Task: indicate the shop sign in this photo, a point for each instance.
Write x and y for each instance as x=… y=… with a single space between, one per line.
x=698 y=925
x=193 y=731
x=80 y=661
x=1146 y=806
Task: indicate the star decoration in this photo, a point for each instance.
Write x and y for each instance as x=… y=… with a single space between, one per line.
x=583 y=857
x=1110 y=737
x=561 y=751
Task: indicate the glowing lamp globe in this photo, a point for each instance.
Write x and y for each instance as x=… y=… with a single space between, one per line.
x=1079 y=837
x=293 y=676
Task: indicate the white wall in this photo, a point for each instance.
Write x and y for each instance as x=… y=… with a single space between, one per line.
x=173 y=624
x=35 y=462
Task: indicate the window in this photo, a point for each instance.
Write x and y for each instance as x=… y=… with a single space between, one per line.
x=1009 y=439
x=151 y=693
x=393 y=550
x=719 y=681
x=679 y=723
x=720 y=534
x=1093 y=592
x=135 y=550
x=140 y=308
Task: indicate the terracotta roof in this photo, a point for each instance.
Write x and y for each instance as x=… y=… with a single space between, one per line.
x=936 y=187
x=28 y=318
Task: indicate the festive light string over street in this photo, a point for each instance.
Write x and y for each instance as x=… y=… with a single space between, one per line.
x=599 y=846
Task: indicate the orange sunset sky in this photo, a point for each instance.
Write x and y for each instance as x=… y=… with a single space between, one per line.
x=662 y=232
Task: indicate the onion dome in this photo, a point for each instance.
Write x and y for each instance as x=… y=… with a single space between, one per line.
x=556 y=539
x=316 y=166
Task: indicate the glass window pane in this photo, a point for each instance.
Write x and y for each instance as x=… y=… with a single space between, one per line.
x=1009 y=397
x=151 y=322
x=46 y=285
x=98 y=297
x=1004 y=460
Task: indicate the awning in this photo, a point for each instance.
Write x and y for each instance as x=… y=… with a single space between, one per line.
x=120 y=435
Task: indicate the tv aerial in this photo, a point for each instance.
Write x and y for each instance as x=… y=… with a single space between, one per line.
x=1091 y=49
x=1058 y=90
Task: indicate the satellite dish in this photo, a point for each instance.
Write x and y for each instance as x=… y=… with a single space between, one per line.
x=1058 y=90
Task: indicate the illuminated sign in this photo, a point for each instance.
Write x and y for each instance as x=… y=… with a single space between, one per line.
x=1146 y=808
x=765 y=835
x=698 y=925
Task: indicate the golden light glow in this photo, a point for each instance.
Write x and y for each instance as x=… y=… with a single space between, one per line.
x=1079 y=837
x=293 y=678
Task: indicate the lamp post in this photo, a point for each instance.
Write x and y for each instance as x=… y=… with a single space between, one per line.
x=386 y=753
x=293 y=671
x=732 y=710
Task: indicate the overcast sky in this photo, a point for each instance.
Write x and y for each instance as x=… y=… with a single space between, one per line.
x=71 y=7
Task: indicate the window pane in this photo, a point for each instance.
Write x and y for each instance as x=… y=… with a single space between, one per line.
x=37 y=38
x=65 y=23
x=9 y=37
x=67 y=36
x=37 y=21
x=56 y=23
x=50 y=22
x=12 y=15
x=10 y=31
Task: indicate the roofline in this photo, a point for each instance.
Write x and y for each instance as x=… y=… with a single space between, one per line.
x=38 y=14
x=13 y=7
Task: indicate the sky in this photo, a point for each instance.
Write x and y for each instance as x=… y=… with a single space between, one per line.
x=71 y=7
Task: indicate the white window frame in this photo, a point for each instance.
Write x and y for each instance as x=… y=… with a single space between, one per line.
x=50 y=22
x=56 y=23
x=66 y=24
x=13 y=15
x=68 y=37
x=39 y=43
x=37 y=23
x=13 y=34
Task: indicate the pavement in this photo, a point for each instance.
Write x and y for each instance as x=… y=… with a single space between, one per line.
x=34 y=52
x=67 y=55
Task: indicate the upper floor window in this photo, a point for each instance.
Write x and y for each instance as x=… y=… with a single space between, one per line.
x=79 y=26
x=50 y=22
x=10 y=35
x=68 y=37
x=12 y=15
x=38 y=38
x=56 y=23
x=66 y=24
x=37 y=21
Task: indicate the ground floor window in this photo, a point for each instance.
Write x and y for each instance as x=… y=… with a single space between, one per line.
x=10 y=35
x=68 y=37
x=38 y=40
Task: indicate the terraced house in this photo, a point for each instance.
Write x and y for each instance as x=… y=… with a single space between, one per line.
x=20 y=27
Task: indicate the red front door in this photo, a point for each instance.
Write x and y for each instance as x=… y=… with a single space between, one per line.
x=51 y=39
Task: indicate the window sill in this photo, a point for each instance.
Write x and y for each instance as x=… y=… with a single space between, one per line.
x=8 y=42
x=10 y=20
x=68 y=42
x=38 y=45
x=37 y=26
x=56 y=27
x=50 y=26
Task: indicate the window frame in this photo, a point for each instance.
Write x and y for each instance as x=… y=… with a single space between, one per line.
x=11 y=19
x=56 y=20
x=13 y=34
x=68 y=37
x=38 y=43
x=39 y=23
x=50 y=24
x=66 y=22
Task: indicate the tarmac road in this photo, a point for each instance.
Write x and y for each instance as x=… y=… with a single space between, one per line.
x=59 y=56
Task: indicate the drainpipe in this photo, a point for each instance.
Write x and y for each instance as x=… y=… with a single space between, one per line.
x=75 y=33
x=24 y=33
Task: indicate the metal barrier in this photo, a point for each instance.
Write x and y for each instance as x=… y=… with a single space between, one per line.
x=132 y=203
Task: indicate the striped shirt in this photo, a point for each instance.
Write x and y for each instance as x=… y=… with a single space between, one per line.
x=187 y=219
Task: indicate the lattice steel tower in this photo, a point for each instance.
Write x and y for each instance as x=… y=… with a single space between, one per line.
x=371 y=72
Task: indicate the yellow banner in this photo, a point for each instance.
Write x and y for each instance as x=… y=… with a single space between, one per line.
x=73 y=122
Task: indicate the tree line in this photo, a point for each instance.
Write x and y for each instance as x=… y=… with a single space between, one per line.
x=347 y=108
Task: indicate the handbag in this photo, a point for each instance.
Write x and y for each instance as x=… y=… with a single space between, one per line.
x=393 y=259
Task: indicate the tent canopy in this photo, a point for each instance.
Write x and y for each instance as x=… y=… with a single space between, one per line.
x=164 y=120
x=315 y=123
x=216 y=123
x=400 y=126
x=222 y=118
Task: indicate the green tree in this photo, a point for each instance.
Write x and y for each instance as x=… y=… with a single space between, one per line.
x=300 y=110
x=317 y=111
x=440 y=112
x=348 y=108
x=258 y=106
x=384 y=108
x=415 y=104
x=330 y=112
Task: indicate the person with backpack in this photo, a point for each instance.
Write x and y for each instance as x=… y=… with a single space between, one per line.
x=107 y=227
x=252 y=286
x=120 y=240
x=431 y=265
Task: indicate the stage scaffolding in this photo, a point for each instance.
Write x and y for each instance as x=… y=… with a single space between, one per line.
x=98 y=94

################

> Exercise directions
Reproduce every line of the data above, character for character and in the same order.

> Written answer
Task: indicate the shop sign in this photo, a point for each instance.
Write x and y for each instance as x=… y=… with a single space between, one per line.
x=698 y=925
x=193 y=731
x=80 y=661
x=1146 y=806
Task: indicate the star decoration in this photo, a point for each instance.
Write x and y for each instance as x=… y=… with a single space between, one per line.
x=583 y=857
x=1110 y=737
x=561 y=751
Task: indicate the glowing lamp globe in this photo, a point for each instance.
Write x and y for each instance as x=… y=… with a single space between, one per line.
x=1079 y=837
x=293 y=676
Task: indicate the white wall in this photo, a point for each instance.
Write x and y for each instance as x=… y=… with a single space between, one per line.
x=173 y=624
x=35 y=462
Task: indicate the window in this photo, a point for each instance.
Write x and y for each instance as x=… y=… with a single space between, one per line.
x=1009 y=439
x=151 y=693
x=393 y=550
x=719 y=681
x=679 y=723
x=720 y=534
x=1093 y=592
x=135 y=550
x=140 y=308
Task: indicate the terracotta roof in this photo, a point for each instance.
Write x and y for each instance as x=… y=… with a single space between, one per line.
x=936 y=187
x=28 y=318
Task: indicate the festive light string over street in this photo, a point for each instance.
Write x and y for each instance as x=… y=… with a single space between, one per line.
x=599 y=846
Task: indicate the orange sunset sky in this photo, a point for each instance.
Write x and y for each instance as x=… y=… with a single space between, one per line.
x=662 y=232
Task: indicate the onion dome in this photo, a point for each instance.
Write x and y for each instance as x=… y=… with a single space between, one per line.
x=556 y=539
x=316 y=166
Task: indicate the glass window pane in this photo, a point for each instance.
Write x and y for each instance as x=… y=… with a single space between, one per line.
x=1009 y=397
x=151 y=322
x=46 y=285
x=98 y=297
x=1004 y=460
Task: indicate the awning in this photo, a point for each instance.
Write x and y for each instance as x=… y=… with a single space between, one per line.
x=120 y=435
Task: indicate the tv aerial in this photo, a point for each instance.
Write x and y for each instance as x=… y=… with a single space between, one per line.
x=1091 y=49
x=1058 y=90
Task: indicate the satellite dish in this photo, a point for each instance.
Write x and y for each instance as x=… y=… with a single space between, one per line.
x=1058 y=90
Task: indicate the illuminated sign in this photo, a point for each instance.
Write x and y for each instance as x=… y=… with a single space between, one per line.
x=1146 y=808
x=765 y=835
x=698 y=925
Task: indicate the golden light glow in this photo, a point for each instance.
Write x and y for each instance as x=… y=… with a single space between, one per line.
x=1079 y=837
x=293 y=678
Task: indicate the lamp post in this photo, a point for each instance.
Write x and y for each instance as x=… y=… with a single space between, one per line.
x=386 y=753
x=293 y=671
x=732 y=710
Task: indicate the overcast sky in this photo, a point for each instance.
Write x and y for each instance as x=… y=… with a single space between, one per line.
x=71 y=7
Task: indicate the window pane in this photo, a point for each instance.
Write x and y for each instance as x=… y=… with a single space between, one per line.
x=37 y=38
x=65 y=23
x=9 y=37
x=67 y=36
x=37 y=21
x=56 y=23
x=50 y=22
x=12 y=15
x=10 y=31
Task: indicate the roofline in this photo, a point for each instance.
Write x and y for each instance as x=… y=… with a single space between, one per line.
x=38 y=14
x=13 y=7
Task: indicate the sky in this photo, a point for each instance.
Write x and y for each instance as x=… y=… with a single space between, one per line.
x=71 y=7
Task: indicate the white window frame in this photo, a point for each instance.
Write x and y for each instance as x=… y=… with a single space between, one per line.
x=50 y=22
x=56 y=23
x=66 y=24
x=13 y=15
x=68 y=37
x=39 y=43
x=37 y=23
x=13 y=34
Task: indicate the pavement in this photo, a point for each instance.
Write x and y for each instance as x=… y=… with a single space between, one per line.
x=34 y=52
x=67 y=55
Task: indicate the upper floor window in this photo, a point for each instance.
Write x and y for each instance as x=… y=… with a single space between, one per line.
x=79 y=26
x=50 y=22
x=10 y=35
x=68 y=37
x=12 y=15
x=38 y=38
x=56 y=23
x=66 y=24
x=37 y=21
Task: indicate the ground floor window in this photo, a point for each instance.
Write x and y for each instance as x=… y=… with a single space between, one per line.
x=10 y=35
x=68 y=37
x=38 y=40
Task: indicate the terraced house in this photo, a point for each instance.
Write x and y for each instance as x=… y=… with a single space between, one per line.
x=20 y=27
Task: indicate the red front door in this photo, a point for each instance.
Write x and y for each instance as x=… y=… with a single space between, one per line.
x=51 y=39
Task: indicate the window sill in this photo, a point for each instance.
Write x and y for each instance as x=… y=… with a single space between, one per line.
x=8 y=42
x=10 y=20
x=68 y=42
x=38 y=45
x=37 y=26
x=56 y=27
x=50 y=26
Task: indicate the window frame in this photo, a point for each instance.
Write x and y for each instance as x=… y=… with a single space between, one per line.
x=11 y=19
x=56 y=20
x=13 y=34
x=68 y=37
x=38 y=43
x=39 y=23
x=50 y=24
x=66 y=22
Task: indicate the tarmac road in this photo, a point for each instance.
Write x and y for each instance as x=… y=… with a single space between, one per line.
x=59 y=56
Task: indicate the drainpipe in this photo, a point for each instance.
Write x and y for each instance as x=… y=… with a single space between, one per line.
x=75 y=33
x=24 y=33
Task: indicate the metal barrier in this photo, a point for each instance.
Write x and y for each instance as x=… y=… with a single space between, one per line.
x=132 y=203
Task: indicate the striped shirt in this photo, a point for each instance.
Write x and y for each instance as x=… y=… with a single space between, one per line.
x=187 y=219
Task: indicate the lattice steel tower in this photo, a point for each instance.
Write x and y for each instance as x=… y=… with a single space between, one per line.
x=371 y=72
Task: indicate the yellow banner in this photo, a point for each instance.
Write x and y for each instance as x=… y=… with a single space between, one per line.
x=73 y=122
Task: indicate the tree line in this photo, a point for each instance.
Write x and y for each instance as x=… y=… with a single space between, one per line.
x=347 y=108
Task: indicate the handbag in this photo, a point for each instance.
Write x and y for each instance as x=… y=… with a single space between, one per line.
x=393 y=259
Task: indicate the tent canopy in this photo, a point for each instance.
Write x and y for each instance as x=… y=… with a single space between, one per line.
x=164 y=120
x=315 y=123
x=216 y=123
x=400 y=126
x=222 y=118
Task: indicate the green tree in this photo, a point for each instance.
Write x and y for each instance as x=… y=… with a single space between, one per line.
x=300 y=110
x=317 y=111
x=440 y=112
x=348 y=108
x=258 y=106
x=384 y=108
x=415 y=104
x=330 y=112
Task: indicate the person with backpack in this photo, a point for each instance.
Write x and y for each instance as x=… y=… with a single space between, one per line.
x=107 y=227
x=252 y=286
x=120 y=240
x=431 y=265
Task: indicate the stage scaffolding in this photo, a point for each instance.
Write x and y for each instance as x=… y=… with a single space between, one per line.
x=98 y=94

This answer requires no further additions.